TO BE DONE » Rewrite the listing below in full, requests included, scaling every point coordinate in the answers by 1.85 and rounding each result to a whole number, with halves rounded up.

──────── ROWS ────────

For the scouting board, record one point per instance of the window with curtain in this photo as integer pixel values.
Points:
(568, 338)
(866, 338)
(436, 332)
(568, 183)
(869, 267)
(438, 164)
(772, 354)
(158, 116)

────────

COMPLETE RESPONSE »
For the scouting board, record one point per instance of the window with curtain in this photo as integer pixel values.
Points:
(1051, 625)
(1602, 625)
(807, 614)
(1051, 339)
(1608, 494)
(810, 303)
(1428, 655)
(292, 215)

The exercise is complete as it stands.